DATA FOR THIS TASK:
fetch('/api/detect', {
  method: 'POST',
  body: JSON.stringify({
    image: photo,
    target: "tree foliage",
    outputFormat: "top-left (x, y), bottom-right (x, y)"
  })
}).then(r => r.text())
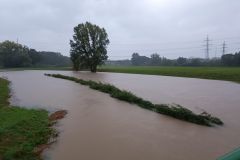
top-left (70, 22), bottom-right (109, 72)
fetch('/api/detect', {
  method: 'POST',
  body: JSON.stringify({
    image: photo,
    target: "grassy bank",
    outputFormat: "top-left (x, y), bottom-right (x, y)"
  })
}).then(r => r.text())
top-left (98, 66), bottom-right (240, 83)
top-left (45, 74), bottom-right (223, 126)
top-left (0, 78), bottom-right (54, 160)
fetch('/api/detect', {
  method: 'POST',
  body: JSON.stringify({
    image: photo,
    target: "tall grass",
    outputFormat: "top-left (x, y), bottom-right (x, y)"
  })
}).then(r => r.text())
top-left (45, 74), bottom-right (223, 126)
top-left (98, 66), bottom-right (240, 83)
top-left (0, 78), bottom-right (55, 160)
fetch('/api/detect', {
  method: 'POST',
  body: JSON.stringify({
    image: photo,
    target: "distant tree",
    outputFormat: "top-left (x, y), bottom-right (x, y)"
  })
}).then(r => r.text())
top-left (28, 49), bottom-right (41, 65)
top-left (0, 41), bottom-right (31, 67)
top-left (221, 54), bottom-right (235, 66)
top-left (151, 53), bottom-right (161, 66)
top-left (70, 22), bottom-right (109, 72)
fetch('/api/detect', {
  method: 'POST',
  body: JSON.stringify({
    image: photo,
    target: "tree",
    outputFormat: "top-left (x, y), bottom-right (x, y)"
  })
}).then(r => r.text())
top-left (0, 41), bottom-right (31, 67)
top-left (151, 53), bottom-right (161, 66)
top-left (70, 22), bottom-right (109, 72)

WHAT IS ASKED: Return every line of the items above that contains the word "tree".

THE COMPLETED TASK:
    target: "tree foliage",
    target: "distant tree",
    target: "tree",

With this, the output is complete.